# Texto de lectura
╭──

El dispendio de vísceras, carne desgarrada y sangre coagulada de la truculenta antropofagia del final se deja adivinar en las primeras imágenes de Ritual sangriento (We are what we are) y así transcurre la larga agonía del cine de género antes conocido como "terror". El cine ha sido o hubo de ser un ámbito propicio para el terror, pero eso se ve cada vez menos y, cuando aparece, no lo hace precisamente en los productos que el mercado de imágenes ofrece como "género terror". Ritual sangriento es un buen ejemplo. Ahí es imposible cualquier vislumbre de la auténtica inquietud del fuera de campo. En primer lugar porque, para que haya fuera de campo, tendría que haber un punto de vista. Y la imprecisión en el punto de vista es el mal que aqueja a películas como esta. Que parten de ideas de una banalidad  tan rotunda que solamente se puede escamotear con trucos berretas. "El fanatismo religioso contra el honrado iluminismo científico": un "Mal" que se descifra en manuales de divulgación médica no puede causar miedo a nadie.

╰──

# Información extraída
╭──

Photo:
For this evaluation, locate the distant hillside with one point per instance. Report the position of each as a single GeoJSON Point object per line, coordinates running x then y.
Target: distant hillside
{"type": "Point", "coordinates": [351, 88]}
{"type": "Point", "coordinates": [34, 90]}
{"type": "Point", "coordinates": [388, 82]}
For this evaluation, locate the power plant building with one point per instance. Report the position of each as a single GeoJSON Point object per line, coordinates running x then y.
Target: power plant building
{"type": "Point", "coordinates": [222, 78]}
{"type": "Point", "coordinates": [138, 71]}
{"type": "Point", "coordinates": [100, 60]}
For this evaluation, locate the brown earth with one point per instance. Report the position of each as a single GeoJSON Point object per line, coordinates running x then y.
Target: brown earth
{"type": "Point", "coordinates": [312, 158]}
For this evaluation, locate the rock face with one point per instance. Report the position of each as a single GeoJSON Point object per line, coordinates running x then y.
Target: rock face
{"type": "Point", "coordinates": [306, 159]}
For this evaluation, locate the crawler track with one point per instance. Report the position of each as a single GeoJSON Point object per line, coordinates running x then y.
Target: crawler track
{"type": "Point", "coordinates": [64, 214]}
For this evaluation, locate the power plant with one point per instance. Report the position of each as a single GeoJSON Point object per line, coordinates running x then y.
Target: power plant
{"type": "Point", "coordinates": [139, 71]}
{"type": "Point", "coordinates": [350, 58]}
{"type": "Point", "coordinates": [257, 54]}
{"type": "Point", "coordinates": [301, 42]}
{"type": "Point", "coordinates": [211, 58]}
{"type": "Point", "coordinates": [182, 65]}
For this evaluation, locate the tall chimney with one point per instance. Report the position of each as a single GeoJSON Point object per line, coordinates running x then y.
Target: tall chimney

╰──

# Consigna
Transcribe completo y sin ninguna modificación el texto sobre Ritual sangriento. Los registros no intervienen en esto.

# Ejercicio resuelto
El dispendio de vísceras, carne desgarrada y sangre coagulada de la truculenta antropofagia del final se deja adivinar en las primeras imágenes de Ritual sangriento (We are what we are) y así transcurre la larga agonía del cine de género antes conocido como "terror". El cine ha sido o hubo de ser un ámbito propicio para el terror, pero eso se ve cada vez menos y, cuando aparece, no lo hace precisamente en los productos que el mercado de imágenes ofrece como "género terror". Ritual sangriento es un buen ejemplo. Ahí es imposible cualquier vislumbre de la auténtica inquietud del fuera de campo. En primer lugar porque, para que haya fuera de campo, tendría que haber un punto de vista. Y la imprecisión en el punto de vista es el mal que aqueja a películas como esta. Que parten de ideas de una banalidad  tan rotunda que solamente se puede escamotear con trucos berretas. "El fanatismo religioso contra el honrado iluminismo científico": un "Mal" que se descifra en manuales de divulgación médica no puede causar miedo a nadie.